┌──
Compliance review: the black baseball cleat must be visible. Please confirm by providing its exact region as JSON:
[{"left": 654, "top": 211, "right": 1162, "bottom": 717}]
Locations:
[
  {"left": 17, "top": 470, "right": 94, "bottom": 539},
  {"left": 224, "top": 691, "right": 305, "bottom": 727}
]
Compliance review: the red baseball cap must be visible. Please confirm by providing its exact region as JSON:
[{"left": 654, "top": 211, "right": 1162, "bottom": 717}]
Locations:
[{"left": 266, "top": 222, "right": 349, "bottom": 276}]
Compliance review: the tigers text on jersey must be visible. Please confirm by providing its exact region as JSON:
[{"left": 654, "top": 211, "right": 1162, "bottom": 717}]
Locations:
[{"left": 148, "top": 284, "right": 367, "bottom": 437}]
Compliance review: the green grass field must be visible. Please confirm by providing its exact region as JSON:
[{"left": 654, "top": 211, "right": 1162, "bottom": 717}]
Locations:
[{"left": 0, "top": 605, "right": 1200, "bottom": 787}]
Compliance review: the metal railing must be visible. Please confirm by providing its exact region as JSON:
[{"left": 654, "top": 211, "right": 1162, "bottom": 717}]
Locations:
└──
• _WHAT TO WORK ON_:
Which lines in the entries above contain the string "baseball"? Copy each of them in full, matching case exactly.

• _THE ANSWER_:
Compliance review: the black baseball cleat must be visible. Please confirm by providing its exact region as JSON:
Compliance review: the red baseball cap must be visible. Please confirm by providing its exact region as JSON:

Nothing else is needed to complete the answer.